> **Text excerpt**:
----------------
The High-Enthalpy Arc-Heated Facilities at Arnold Engineering Development Complex provide aerothermal ground test simulations of hypersonic flight over a wide range of velocities and pressure altitudes in support of materials and structures development. The facility is composed of three Arc Heaters: HEAT-H1, HEAT-H2, and Heat-H3 which can heat air up to 13,000 degrees Rankine through a controlled high voltage direct current electric arc discharge. The test unit is owned by the United States Air Force and operated by National Aerospace Solutions.

== HEAT-H1 ==
The HEAT-H1 Test Unit is an advanced performance arc-heated facility providing high-pressure, high-enthalpy test conditions for qualification of thermal protection materials, nosetips, and electromagnetic apertures and structures for hypersonic missiles, space access systems, and re-entry vehicles. The test unit utilizes a segmented arc heater with 200 electrically isolated segments which form the heater plenum. The unique segmented construction, with the anode and cathode at opposite ends of the plenum, allows the arc to be held at a fixed length to optimize heater efficiency, total enthalpy at high pressure, and flow uniformity. Normal operating conditions for the heater are about 20,000 volts and 1,200 amps, providing heater chamber pressures up to 120 ATM at high stagnation enthalpies.

The H1 test cell is equipped with a multiple-strut, programmable rotary model injection system capable of positioning one to seven test models sequentially into the test free jet for preset dwell times. Transient calibration probes of various configurations are available to define heat flux and pressure conditions inside the test jet.
----------------
> **Collected data**:
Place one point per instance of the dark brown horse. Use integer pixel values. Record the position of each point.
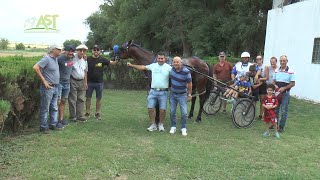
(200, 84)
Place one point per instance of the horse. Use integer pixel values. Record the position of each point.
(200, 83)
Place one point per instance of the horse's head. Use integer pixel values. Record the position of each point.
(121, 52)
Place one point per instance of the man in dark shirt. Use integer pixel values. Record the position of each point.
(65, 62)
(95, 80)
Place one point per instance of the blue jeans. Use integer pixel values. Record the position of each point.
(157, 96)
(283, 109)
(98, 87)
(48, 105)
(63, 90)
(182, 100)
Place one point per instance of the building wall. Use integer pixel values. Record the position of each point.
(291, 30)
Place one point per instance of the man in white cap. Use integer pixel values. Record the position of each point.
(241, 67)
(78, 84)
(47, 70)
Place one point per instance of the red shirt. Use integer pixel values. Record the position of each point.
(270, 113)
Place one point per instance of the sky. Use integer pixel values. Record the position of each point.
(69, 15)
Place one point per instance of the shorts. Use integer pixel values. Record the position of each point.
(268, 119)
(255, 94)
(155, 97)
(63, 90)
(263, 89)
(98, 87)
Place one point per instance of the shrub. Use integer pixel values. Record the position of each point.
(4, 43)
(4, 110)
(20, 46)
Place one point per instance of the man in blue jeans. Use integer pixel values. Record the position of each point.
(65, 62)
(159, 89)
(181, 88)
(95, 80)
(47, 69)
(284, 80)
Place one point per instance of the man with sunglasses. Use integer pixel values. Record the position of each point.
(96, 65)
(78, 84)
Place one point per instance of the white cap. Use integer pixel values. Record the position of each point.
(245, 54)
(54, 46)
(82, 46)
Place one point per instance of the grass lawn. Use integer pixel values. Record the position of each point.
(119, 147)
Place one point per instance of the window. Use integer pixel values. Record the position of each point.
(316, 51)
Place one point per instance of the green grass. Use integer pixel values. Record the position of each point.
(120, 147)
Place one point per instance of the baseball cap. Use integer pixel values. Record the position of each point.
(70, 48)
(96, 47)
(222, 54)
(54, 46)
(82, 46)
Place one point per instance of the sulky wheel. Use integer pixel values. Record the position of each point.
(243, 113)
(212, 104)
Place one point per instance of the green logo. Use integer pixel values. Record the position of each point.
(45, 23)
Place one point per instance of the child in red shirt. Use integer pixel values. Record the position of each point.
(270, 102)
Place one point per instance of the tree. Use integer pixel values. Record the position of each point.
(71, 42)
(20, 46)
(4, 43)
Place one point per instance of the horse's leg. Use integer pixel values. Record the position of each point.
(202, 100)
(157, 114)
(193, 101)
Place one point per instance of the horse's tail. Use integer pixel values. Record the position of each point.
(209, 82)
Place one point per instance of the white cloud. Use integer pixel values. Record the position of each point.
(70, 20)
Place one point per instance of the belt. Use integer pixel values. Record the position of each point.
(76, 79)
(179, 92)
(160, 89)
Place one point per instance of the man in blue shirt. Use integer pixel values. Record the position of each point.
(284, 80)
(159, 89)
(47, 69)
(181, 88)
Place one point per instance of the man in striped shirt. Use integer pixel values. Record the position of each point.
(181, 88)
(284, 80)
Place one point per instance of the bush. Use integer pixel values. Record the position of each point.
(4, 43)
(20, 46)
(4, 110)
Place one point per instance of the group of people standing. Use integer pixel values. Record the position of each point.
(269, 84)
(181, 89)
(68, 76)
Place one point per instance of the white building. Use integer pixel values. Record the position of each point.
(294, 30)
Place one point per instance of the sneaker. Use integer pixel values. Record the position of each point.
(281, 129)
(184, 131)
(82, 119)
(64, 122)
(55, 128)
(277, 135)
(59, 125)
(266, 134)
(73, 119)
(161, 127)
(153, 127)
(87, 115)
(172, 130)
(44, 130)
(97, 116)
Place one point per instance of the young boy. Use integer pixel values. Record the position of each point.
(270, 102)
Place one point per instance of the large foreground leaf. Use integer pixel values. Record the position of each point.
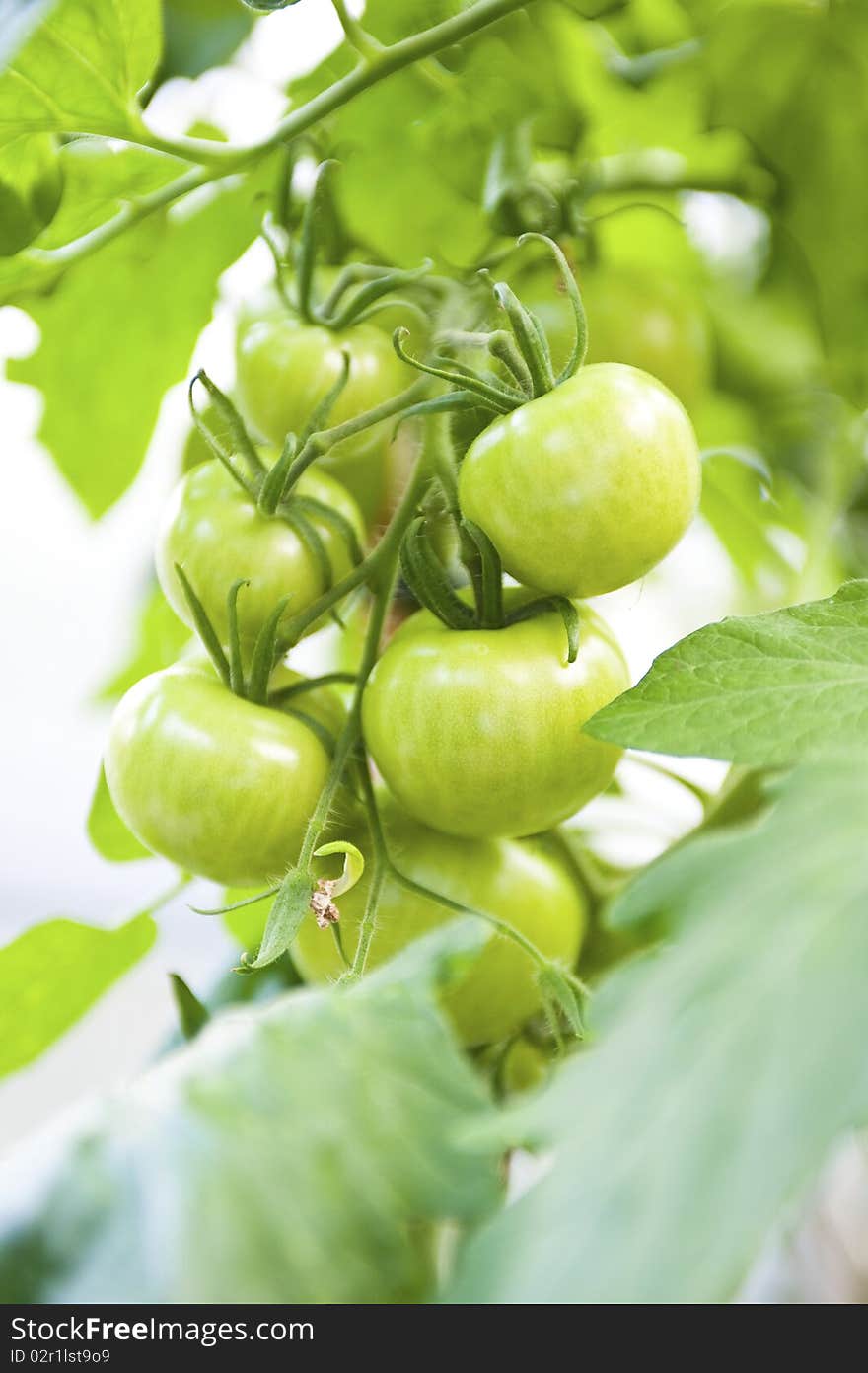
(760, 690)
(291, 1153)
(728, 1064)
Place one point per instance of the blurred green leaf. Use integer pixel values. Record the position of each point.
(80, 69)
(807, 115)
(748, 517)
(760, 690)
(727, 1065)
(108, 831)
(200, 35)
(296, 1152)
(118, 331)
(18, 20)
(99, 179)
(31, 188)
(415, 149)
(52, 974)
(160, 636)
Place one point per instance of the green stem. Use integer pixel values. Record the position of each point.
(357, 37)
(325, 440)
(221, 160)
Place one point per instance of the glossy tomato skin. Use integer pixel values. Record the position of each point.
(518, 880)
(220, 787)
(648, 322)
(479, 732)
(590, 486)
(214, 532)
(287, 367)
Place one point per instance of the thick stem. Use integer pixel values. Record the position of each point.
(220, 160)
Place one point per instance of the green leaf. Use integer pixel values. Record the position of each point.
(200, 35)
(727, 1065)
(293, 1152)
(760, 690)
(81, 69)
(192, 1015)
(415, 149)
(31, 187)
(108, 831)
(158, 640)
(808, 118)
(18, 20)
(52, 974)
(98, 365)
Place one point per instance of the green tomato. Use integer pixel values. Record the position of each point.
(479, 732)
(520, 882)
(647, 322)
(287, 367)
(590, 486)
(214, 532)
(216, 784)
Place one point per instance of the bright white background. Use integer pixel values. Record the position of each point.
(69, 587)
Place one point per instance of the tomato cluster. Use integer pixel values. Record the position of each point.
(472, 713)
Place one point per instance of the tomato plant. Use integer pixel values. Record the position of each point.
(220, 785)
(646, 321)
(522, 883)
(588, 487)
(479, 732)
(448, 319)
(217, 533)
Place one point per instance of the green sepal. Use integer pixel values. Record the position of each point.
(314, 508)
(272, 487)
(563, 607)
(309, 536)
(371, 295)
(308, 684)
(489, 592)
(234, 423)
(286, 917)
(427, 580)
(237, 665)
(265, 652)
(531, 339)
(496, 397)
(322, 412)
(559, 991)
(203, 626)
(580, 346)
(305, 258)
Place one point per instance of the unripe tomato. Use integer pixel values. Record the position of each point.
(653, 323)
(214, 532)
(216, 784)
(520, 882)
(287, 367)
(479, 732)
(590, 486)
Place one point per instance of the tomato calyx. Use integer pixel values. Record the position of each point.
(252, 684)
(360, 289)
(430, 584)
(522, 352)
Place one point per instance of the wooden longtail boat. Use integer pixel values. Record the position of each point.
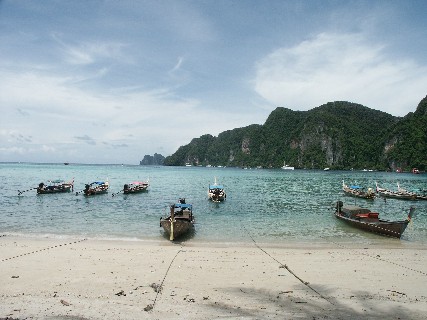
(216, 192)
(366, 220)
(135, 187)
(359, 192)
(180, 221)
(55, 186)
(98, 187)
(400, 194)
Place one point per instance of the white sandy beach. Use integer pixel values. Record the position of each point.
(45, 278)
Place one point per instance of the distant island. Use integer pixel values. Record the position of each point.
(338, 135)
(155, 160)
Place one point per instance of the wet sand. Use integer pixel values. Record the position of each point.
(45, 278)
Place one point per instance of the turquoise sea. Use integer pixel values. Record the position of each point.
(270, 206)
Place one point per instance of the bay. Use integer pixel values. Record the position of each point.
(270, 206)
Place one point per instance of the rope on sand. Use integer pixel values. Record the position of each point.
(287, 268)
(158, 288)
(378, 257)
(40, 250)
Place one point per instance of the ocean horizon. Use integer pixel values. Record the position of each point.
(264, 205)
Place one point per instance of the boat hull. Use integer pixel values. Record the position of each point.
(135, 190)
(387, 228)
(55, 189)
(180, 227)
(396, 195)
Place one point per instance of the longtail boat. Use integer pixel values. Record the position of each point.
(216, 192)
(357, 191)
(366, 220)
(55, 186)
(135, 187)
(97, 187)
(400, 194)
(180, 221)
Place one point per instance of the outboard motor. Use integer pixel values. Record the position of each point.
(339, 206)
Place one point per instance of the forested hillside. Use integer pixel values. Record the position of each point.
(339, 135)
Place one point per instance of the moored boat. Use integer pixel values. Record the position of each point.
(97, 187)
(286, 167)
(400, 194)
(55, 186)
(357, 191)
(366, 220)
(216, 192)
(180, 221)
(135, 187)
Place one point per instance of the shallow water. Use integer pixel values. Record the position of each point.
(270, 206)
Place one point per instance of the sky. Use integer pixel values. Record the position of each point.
----------------
> **Complete the following**:
A - In the arc-heated facilities text, translate this sentence into Spanish: "The test unit is owned by the United States Air Force and operated by National Aerospace Solutions."
B - Write out the part of the arc-heated facilities text starting with "The H1 test" and going on through "the test jet.".
This material comes from a separate source.

> **Answers for the exercise**:
A - La unidad de prueba es propiedad de la Fuerza Aérea de los Estados Unidos y es operada por National Aerospace Solutions.

B -
The H1 test cell is equipped with a multiple-strut, programmable rotary model injection system capable of positioning one to seven test models sequentially into the test free jet for preset dwell times. Transient calibration probes of various configurations are available to define heat flux and pressure conditions inside the test jet.